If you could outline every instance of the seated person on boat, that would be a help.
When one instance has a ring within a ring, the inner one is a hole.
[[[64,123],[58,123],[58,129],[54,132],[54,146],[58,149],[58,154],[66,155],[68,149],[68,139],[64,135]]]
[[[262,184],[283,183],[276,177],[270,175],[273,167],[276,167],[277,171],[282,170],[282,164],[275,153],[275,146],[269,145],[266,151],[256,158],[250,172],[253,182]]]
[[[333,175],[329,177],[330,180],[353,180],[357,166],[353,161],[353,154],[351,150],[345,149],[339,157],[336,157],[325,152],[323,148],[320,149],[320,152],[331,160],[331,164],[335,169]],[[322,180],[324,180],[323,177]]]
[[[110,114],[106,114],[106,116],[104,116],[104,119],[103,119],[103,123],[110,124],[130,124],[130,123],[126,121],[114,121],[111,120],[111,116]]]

________

→ **STATED GOAL**
Could you write out the items above again, substituting "ship" for "boat" and leaving everything else unchanged?

→ **FULL SOLUTION**
If you could outline every instance of the seated person on ship, that would be a help.
When one instance has a ring within a ring, the inner one is a hole.
[[[64,123],[58,123],[58,129],[54,132],[54,146],[58,149],[58,154],[66,155],[68,149],[68,139],[64,135]]]
[[[262,184],[283,183],[276,177],[270,175],[273,167],[276,167],[277,171],[282,170],[282,164],[275,153],[275,146],[269,145],[266,151],[256,158],[250,172],[253,182]]]
[[[333,175],[329,177],[330,180],[353,180],[357,166],[353,161],[353,154],[351,150],[345,149],[339,157],[336,157],[325,152],[323,148],[320,149],[320,152],[331,160],[331,164],[335,169]],[[322,180],[324,180],[323,177]]]
[[[110,114],[106,114],[106,116],[104,116],[104,119],[103,119],[103,123],[110,124],[130,124],[130,123],[126,121],[114,121],[111,120],[111,116]]]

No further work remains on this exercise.